**Exercise instructions**
Your output must consist solely of the lines from the one containing "Field-scouting request: tag every instance of the step" through the end of the records, reproduced exactly.
* * * * *
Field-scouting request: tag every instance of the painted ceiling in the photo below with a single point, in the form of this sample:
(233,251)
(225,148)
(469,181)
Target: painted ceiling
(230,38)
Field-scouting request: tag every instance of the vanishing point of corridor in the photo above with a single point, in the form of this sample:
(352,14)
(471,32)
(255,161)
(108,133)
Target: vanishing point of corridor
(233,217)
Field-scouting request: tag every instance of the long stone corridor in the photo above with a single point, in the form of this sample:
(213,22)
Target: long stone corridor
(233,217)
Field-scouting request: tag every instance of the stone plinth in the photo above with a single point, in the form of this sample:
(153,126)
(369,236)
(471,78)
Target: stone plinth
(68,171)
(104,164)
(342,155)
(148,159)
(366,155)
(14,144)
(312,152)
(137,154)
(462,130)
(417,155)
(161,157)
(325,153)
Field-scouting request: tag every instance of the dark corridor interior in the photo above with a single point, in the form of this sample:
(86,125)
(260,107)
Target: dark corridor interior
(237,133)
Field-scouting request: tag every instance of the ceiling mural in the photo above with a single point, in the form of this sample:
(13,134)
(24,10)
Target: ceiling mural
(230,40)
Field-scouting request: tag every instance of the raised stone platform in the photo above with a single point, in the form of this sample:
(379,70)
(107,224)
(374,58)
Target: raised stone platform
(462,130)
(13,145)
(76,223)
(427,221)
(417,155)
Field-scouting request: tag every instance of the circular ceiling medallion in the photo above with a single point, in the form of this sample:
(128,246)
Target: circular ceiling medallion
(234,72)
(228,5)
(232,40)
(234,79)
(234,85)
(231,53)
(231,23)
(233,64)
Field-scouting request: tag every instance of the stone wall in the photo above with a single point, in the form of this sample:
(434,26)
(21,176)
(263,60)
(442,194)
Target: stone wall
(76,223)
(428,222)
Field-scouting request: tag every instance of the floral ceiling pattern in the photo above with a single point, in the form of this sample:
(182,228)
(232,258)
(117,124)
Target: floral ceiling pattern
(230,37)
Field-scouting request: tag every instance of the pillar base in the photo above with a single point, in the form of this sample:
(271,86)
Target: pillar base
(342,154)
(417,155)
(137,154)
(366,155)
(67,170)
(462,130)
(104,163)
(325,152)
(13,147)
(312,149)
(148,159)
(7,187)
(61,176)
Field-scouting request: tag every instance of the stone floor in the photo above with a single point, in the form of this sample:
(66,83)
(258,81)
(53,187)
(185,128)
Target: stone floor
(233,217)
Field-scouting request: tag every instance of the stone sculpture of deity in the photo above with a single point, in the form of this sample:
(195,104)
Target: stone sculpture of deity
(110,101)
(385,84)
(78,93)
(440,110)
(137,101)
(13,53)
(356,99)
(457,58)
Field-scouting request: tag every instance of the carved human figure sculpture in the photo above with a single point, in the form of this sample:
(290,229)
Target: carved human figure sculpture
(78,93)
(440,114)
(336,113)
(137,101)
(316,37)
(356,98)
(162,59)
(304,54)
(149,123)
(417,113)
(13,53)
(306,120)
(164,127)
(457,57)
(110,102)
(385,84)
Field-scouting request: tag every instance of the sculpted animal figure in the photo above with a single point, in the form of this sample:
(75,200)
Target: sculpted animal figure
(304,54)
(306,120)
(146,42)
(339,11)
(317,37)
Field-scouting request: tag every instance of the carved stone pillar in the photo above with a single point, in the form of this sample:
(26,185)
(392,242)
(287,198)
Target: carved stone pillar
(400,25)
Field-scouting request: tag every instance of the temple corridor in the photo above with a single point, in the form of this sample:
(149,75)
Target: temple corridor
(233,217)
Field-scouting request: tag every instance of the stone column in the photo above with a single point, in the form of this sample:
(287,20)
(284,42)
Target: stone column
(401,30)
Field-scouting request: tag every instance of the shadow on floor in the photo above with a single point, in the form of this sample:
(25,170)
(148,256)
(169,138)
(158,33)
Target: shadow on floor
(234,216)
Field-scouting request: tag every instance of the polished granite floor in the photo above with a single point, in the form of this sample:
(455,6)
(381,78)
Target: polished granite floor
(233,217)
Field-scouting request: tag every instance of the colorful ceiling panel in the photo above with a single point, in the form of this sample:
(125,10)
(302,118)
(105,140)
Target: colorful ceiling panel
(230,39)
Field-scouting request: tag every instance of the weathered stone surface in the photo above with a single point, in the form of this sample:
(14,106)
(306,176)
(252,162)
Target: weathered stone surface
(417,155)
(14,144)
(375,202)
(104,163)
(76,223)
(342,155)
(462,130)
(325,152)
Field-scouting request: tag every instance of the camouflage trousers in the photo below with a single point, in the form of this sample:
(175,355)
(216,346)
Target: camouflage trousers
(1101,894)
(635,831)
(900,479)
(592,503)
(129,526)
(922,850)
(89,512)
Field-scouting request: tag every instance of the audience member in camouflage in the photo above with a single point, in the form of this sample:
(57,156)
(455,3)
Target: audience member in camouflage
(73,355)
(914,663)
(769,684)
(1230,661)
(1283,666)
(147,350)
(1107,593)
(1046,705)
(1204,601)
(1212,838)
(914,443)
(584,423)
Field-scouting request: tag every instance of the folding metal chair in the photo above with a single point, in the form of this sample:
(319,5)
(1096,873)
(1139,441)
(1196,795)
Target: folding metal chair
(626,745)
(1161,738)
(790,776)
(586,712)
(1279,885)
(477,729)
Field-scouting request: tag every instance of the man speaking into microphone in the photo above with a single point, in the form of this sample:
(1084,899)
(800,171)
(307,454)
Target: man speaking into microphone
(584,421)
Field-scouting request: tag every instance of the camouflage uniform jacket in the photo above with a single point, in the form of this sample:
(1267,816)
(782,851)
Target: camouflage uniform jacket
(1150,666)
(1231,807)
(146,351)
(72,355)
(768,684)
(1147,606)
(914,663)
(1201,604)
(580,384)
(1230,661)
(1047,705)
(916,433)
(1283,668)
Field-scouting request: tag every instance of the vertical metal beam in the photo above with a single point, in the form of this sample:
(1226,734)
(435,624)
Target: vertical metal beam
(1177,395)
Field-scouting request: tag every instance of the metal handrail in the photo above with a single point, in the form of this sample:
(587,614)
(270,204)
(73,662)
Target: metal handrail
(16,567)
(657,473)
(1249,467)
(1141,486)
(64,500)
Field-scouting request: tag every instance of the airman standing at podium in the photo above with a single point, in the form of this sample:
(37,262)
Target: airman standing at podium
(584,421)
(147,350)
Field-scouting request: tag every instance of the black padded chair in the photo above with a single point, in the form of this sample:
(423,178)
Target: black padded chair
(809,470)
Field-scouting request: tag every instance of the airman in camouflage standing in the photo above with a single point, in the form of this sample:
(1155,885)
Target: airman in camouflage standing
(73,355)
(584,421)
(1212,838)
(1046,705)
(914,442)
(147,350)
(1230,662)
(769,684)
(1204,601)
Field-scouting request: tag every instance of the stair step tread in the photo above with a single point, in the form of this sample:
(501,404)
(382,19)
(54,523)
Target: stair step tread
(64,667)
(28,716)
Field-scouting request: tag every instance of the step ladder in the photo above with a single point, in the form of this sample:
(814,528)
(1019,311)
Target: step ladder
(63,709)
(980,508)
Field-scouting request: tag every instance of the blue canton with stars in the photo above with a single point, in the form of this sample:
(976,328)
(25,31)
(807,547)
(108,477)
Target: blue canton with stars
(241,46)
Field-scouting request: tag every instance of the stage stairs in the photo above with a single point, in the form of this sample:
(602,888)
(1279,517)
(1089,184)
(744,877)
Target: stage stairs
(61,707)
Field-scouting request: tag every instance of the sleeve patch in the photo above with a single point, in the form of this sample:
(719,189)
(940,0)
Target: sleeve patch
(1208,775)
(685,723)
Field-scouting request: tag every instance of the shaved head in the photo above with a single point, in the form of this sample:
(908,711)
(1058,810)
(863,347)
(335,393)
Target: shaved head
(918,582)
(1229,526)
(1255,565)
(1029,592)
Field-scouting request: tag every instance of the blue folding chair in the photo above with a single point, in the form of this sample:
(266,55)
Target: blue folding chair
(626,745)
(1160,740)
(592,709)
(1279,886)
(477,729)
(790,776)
* * * * *
**Solved problem**
Field-scouting request: tag every instance of the step ladder in the photo above with a single point, in the form of this sample:
(814,528)
(1019,311)
Target: step ladder
(63,709)
(980,508)
Field-scouting request: tag every instance of the blue canton with stars in the photo above with a single point, in the form of this sample:
(976,328)
(25,31)
(807,547)
(108,477)
Target: blue canton with stars
(241,46)
Field-scouting request: tag every instance of the stage stairs in the photo above with a single point, in the form of this sample:
(602,888)
(1279,517)
(1089,184)
(744,877)
Target: stage stairs
(61,707)
Field-scouting request: tag every instance of the sleeve patch in the photo above with a single point, in the form of this sample:
(719,189)
(940,0)
Target: sleeve patch
(1208,775)
(685,723)
Field-scouting request: tag every instance of the shaved head in the photo above with a single point, in the form of this sample:
(908,711)
(1058,810)
(863,347)
(335,393)
Target: shaved head
(918,582)
(1229,526)
(1255,565)
(1029,592)
Field-scouting request: tag every instance of the blue folding chair in the photo above with a single point, in the form of this sample:
(266,55)
Target: blue folding chair
(626,745)
(1160,740)
(592,709)
(1279,886)
(477,729)
(790,776)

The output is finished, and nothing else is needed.